EXERCISE:
Exactly the lines from the one holding "Objective — one dot per instance of the stethoscope" to the end of the listing, both ends included, make up the expected answer.

↓

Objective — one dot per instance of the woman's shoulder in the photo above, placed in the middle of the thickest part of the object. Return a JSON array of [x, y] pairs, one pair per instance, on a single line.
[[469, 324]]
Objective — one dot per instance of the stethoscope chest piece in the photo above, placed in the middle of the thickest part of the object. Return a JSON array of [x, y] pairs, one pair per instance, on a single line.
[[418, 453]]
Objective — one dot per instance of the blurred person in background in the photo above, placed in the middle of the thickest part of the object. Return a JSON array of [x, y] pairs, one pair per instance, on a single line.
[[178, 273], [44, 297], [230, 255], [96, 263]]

↑

RESULT:
Objective — one dot per instance of the stethoscope chest piece in the photo above, placed in the middle of the thickest part of the object. Return a JSON array of [x, y] pairs, one pair per instance, on a single line.
[[418, 453]]
Objective — one dot per instance of the blurred person in background in the photo above, placed in the middle of the thickest part of the object. Return a JSON array of [x, y] pairs, one pair per instance, on a single line.
[[178, 273], [44, 297], [230, 255], [96, 263]]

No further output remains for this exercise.